Pull out every line of the material below that contains the word "woman" and copy each one unchanged. Matches must have the same upper and lower case.

##### RECORDS FOR PROCESSING #####

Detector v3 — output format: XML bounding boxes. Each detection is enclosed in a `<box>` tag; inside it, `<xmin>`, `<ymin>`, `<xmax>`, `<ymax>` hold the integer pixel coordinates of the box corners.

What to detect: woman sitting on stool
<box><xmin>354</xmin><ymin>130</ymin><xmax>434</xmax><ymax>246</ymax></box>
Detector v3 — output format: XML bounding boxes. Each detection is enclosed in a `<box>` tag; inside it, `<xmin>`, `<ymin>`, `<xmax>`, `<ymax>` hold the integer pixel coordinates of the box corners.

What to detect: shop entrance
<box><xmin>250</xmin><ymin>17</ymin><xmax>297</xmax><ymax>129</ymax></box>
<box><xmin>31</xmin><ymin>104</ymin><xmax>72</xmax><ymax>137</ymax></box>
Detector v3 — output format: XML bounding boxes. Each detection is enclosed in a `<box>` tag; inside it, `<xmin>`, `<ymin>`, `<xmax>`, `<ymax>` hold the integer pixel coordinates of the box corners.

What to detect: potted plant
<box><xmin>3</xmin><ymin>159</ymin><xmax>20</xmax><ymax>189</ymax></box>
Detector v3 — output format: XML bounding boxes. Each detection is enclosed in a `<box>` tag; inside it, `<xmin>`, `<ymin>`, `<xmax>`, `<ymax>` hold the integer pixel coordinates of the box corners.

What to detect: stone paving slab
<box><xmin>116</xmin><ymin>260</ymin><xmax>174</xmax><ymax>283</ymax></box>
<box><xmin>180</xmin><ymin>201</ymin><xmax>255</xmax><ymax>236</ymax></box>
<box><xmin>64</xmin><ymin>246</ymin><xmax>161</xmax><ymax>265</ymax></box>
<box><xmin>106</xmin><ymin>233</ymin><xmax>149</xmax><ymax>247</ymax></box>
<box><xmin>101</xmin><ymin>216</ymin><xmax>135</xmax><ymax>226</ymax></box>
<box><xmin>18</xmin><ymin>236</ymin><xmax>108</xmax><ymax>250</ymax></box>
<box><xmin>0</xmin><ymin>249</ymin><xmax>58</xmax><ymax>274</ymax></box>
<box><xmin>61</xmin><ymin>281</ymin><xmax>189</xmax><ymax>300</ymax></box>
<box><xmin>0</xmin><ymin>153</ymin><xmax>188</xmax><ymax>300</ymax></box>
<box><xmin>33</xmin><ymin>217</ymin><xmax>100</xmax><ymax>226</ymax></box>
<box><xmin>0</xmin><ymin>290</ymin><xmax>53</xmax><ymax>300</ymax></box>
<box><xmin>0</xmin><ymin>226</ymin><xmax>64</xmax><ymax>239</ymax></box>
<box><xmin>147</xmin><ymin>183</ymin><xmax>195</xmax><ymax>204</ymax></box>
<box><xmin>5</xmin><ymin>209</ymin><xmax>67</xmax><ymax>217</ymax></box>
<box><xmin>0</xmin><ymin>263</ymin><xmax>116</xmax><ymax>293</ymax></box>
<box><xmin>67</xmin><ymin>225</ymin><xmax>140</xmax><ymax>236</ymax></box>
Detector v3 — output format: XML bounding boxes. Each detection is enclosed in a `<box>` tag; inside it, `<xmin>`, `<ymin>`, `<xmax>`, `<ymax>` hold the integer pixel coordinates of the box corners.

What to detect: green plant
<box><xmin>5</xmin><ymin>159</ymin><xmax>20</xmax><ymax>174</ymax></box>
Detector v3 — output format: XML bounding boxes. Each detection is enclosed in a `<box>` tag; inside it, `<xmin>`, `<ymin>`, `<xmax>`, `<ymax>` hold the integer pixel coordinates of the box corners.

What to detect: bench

#####
##### RECORDS FOR PROCESSING #####

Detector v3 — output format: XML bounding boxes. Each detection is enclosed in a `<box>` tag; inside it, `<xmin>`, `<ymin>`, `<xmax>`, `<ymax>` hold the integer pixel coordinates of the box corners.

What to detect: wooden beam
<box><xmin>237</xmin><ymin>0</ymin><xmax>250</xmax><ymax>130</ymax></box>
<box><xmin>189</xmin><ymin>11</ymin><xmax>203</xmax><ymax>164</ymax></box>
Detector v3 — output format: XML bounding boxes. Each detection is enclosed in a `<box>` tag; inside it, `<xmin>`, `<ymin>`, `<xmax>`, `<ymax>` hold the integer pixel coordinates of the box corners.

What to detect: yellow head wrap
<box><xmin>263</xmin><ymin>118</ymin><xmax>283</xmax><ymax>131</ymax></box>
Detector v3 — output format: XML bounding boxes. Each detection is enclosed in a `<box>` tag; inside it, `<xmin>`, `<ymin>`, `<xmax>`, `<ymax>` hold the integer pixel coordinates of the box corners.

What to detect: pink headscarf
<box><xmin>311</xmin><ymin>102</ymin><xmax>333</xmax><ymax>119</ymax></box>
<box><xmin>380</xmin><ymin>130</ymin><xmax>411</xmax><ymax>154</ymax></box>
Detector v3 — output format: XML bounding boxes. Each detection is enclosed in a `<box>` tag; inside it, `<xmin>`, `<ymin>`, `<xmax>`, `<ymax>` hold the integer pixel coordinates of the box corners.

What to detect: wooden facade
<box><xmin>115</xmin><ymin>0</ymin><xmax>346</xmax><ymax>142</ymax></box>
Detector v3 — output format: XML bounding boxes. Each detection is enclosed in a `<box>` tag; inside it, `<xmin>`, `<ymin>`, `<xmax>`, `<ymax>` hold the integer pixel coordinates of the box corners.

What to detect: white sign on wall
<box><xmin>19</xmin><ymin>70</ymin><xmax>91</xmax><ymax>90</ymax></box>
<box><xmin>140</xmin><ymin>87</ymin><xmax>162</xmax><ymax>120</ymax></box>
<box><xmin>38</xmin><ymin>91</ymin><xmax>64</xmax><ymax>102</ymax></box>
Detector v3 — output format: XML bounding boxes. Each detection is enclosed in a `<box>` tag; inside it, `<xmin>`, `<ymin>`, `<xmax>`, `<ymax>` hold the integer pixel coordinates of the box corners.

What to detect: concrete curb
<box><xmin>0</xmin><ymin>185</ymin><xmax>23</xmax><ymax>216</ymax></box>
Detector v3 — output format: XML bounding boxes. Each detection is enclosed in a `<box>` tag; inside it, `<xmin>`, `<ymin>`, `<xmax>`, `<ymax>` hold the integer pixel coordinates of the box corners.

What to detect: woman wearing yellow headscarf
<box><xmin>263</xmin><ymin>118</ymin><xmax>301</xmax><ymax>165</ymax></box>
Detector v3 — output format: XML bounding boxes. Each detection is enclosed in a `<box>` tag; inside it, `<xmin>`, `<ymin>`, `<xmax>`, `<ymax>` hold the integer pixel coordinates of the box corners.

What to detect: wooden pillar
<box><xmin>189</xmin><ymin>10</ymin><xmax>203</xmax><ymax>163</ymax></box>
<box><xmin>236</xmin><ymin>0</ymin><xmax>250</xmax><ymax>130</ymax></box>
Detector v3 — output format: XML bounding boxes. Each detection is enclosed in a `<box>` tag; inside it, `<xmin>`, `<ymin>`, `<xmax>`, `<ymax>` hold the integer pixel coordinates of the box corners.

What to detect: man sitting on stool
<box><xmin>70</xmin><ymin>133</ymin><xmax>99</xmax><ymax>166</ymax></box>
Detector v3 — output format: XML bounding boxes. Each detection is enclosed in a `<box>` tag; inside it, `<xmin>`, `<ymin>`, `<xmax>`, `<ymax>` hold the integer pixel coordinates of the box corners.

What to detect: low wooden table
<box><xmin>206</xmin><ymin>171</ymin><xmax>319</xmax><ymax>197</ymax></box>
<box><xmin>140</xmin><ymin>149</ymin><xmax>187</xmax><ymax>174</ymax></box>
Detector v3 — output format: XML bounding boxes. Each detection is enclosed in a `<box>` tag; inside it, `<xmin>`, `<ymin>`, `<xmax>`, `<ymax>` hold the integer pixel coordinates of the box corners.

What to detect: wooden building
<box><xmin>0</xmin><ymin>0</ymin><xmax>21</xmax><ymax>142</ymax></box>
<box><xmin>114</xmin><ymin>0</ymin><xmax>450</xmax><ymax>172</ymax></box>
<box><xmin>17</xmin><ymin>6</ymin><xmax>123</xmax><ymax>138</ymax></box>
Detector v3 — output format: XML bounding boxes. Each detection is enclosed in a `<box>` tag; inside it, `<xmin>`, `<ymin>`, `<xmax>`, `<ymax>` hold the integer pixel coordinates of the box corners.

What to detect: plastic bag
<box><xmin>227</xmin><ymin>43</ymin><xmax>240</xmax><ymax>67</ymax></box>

#####

[FINAL RESULT]
What to detect: woman sitting on stool
What to detect: woman wearing yellow headscarf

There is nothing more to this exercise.